ПОСТАВЛЕННАЯ ЗАДАЧА 1 » Перепечатайте из статьи о мотивах катынских расстрелов отрывок от «Анатолий ШЕПЕЛЕНКО. СЛИШКОМ» до «видения Катынского дела.» включительно.
ПОСТАВЛЕННАЯ ЗАДАЧА 2 » Перескажите статью о мотивах катынских расстрелов в двух предложениях.

Анатолий ШЕПЕЛЕНКО. СЛИШКОМ ЖИРНАЯ КОСТЬ

В «Дне литературы» (№ 4-2013) помещена (в рубрике «Версия») большая статья Александра Лисина «Офицеры Катыни», в которой автор не ограничился простым изложением только своего видения Катынского дела.

Он посчитал необходимым в подробностях напомнить читателю ещё два варианта мотивов «катынских расстрелов», которыми в конце зимы 1940 года мог бы, по его разумению, руководствоваться Сталин. Во-первых, как «пример преступной классовой борьбы» (со ссылкой на безымянного «приятеля», естественно, «убеждённого демократа»). Во-вторых, как «месть за 20-й год» (уже без всякой ссылки). Но сразу же проведённый самим Лисиным скрупулёзный анализ показал, что каждый из этих (ходячих среди «демократов») вариантов «не выдерживает никакой критики». Вступив далее «на зыбкую почву домыслов и догадок», Лисин выстроил третий вариант, как будет показано, не слишком отличающийся по обоснованности от двух уже рассмотренных. Мол, «Гитлеру перед походом к Ла-Маншу… следовало гарантированно обезопасить тыл. И Гитлер, конечно, боялся, что поляки вместо лесоповала окажутся однажды на его территории, развернут партизанские действия и ему прямо в спину внезапно и мощно ударят». Якобы этих «сорок с лишним тысяч польских офицеров» с территории СССР «следовало вернуть на Родину» (а тогда это была уже территория германского генерал-губернаторства), по предположению Лисина, «по тогдашним международным соглашениям». Но, миль пардон, в начале осени 1939-го Гитлер в блицкриге разгромил регулярную польскую армию, не испугавшись французской и бельгийских армий в своём «тылу». Отчего же весной 1940-го он должен был опасаться польских партизан? Каким образом вернувшиеся (очевидно, безоружными) бывшие военнопленные смогли бы молниеносно организоваться и мгновенно вооружиться на территории генерал-губернаторства, контролируемой гитлеровской администрацией? Заметно ли повлияли на устойчивость германского Восточного фронта в 1941-1944 годах боевые успехи «Армии Крайовой» в его «тылу»? Ведь Лисин правильно замечает, что «это и была реанимированная польская буржуазная армия».

ИСХОДНЫЕ ДАННЫЕ »
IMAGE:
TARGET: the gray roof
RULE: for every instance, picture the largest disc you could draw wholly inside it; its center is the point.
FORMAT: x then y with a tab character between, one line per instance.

ВЕРНЫЙ РЕЗУЛЬТАТ 1 »
Анатолий ШЕПЕЛЕНКО. СЛИШКОМ ЖИРНАЯ КОСТЬ

В «Дне литературы» (№ 4-2013) помещена (в рубрике «Версия») большая статья Александра Лисина «Офицеры Катыни», в которой автор не ограничился простым изложением только своего видения Катынского дела.

ВЕРНЫЙ РЕЗУЛЬТАТ 2 » Александр Лисин в статье «Офицеры Катыни» («День литературы», № 4-2013) напомнил два варианта мотивов Сталина, «пример преступной классовой борьбы» и «месть за 20-й год», сам же показал их несостоятельность и выстроил третий: будто Гитлер перед походом к Ла-Маншу боялся удара польских офицеров себе в спину. Этот вариант оценивается как не более обоснованный, ведь осенью 1939 года Гитлер разгромил польскую армию, не испугавшись французской и бельгийских армий в своём тылу, и неясно, как вернувшиеся безоружными пленные смогли бы мгновенно организоваться и вооружиться на территории, контролируемой гитлеровской администрацией.